-- START Dataset rows --

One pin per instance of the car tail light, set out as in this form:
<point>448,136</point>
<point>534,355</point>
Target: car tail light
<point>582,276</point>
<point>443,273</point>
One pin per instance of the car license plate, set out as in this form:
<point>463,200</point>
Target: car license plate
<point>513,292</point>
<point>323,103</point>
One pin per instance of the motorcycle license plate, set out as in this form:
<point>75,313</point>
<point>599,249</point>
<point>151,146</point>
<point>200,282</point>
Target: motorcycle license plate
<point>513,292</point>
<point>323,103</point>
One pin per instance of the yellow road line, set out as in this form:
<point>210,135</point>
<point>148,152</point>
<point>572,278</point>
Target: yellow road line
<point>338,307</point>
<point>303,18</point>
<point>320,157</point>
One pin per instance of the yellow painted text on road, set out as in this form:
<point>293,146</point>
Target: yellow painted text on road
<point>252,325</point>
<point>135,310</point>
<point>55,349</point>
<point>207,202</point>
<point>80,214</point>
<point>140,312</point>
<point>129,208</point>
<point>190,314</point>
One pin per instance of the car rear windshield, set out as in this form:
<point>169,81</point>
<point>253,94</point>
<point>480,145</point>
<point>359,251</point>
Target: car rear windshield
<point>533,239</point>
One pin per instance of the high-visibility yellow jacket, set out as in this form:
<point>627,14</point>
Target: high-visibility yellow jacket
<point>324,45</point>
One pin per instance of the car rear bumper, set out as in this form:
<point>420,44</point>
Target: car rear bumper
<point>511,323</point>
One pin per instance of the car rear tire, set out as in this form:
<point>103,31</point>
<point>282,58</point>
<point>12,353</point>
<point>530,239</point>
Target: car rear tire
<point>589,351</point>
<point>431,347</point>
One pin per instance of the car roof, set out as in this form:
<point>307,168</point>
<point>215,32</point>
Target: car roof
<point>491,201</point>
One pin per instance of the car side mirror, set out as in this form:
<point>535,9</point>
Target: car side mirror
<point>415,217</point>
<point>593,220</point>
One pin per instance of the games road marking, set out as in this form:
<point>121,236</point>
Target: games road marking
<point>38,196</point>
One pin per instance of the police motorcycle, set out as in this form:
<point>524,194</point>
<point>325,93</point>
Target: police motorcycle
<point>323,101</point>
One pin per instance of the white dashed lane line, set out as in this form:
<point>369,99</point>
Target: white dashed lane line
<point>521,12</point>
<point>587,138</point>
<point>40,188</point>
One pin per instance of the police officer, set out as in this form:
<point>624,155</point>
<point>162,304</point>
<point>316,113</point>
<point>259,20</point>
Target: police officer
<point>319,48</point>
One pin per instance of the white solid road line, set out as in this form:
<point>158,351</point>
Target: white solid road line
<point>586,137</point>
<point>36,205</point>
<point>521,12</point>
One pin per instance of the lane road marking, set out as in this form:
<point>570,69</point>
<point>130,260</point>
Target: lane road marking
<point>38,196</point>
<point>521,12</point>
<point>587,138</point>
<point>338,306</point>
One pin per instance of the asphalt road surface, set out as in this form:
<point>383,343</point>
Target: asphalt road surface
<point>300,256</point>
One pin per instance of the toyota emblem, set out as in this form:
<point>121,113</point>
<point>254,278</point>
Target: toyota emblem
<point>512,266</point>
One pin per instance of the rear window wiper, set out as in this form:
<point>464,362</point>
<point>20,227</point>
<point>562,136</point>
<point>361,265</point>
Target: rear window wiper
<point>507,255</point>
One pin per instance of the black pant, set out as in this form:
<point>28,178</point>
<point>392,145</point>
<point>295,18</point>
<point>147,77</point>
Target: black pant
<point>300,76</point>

-- END Dataset rows --

Repeat the records above exactly as they appear.

* **Task answer**
One pin per instance of the car tail light, set out as in this form:
<point>448,136</point>
<point>534,355</point>
Target: car tail light
<point>582,276</point>
<point>443,273</point>
One pin per instance of the car license plate, set out as in this form:
<point>463,200</point>
Target: car license plate
<point>513,292</point>
<point>323,103</point>
One pin per instance of the motorcycle license plate, set out as in this form:
<point>75,313</point>
<point>599,249</point>
<point>151,146</point>
<point>200,282</point>
Target: motorcycle license plate
<point>513,292</point>
<point>323,103</point>
One pin per instance of the yellow road line, set out as in this form:
<point>210,135</point>
<point>148,152</point>
<point>572,278</point>
Target: yellow road line
<point>338,307</point>
<point>303,18</point>
<point>320,157</point>
One pin per instance of the yellow painted text on road, set out as in this form:
<point>293,146</point>
Target: yellow painted text on road
<point>252,325</point>
<point>135,310</point>
<point>55,349</point>
<point>207,202</point>
<point>80,214</point>
<point>140,312</point>
<point>129,208</point>
<point>190,314</point>
One pin per instance of the car rear windshield, set out as in this form:
<point>169,81</point>
<point>253,94</point>
<point>480,145</point>
<point>359,251</point>
Target: car rear windshield
<point>533,239</point>
One pin per instance of the high-visibility yellow jacket, set out as in this form:
<point>627,14</point>
Target: high-visibility yellow jacket
<point>324,45</point>
One pin per instance of the car rear bumper, set out as in this form:
<point>420,44</point>
Target: car rear bumper
<point>511,323</point>
One pin per instance of the car rear tire, set out as in this form:
<point>103,31</point>
<point>282,58</point>
<point>12,353</point>
<point>530,239</point>
Target: car rear tire
<point>589,351</point>
<point>431,347</point>
One pin per instance of the car roof, set out as in this form:
<point>307,168</point>
<point>215,32</point>
Target: car roof
<point>491,201</point>
One pin per instance of the car side mirror, set out as in this form:
<point>535,9</point>
Target: car side mirror
<point>415,217</point>
<point>593,220</point>
One pin per instance of the games road marking, set out as in this form:
<point>121,236</point>
Target: games road marking
<point>38,196</point>
One pin per instance of the police motorcycle, set out as in this form:
<point>524,194</point>
<point>325,93</point>
Target: police motorcycle
<point>323,101</point>
One pin per instance of the white dashed lane line, set out as in this form:
<point>369,99</point>
Target: white dashed lane line
<point>521,12</point>
<point>587,138</point>
<point>40,188</point>
One pin per instance of the police officer, set out as in this form:
<point>624,155</point>
<point>162,304</point>
<point>316,113</point>
<point>259,20</point>
Target: police officer
<point>319,48</point>
One pin per instance of the white solid road line, set out as in this form:
<point>158,351</point>
Target: white solid road line
<point>586,137</point>
<point>36,205</point>
<point>521,12</point>
One pin per instance of the lane road marking, set out as in this form:
<point>570,69</point>
<point>130,260</point>
Target: lane road marking
<point>38,196</point>
<point>521,12</point>
<point>587,138</point>
<point>338,306</point>
One pin per instance of the asphalt road surface, set out as in this form:
<point>383,343</point>
Target: asphalt road surface
<point>300,256</point>
One pin per instance of the toyota emblem, set out as in this form:
<point>121,113</point>
<point>254,278</point>
Target: toyota emblem
<point>512,266</point>
One pin per instance of the rear window wiper, set out as in this form:
<point>464,362</point>
<point>20,227</point>
<point>562,136</point>
<point>361,265</point>
Target: rear window wiper
<point>507,255</point>
One pin per instance of the black pant, set out as in this form:
<point>28,178</point>
<point>392,145</point>
<point>295,18</point>
<point>147,77</point>
Target: black pant
<point>300,76</point>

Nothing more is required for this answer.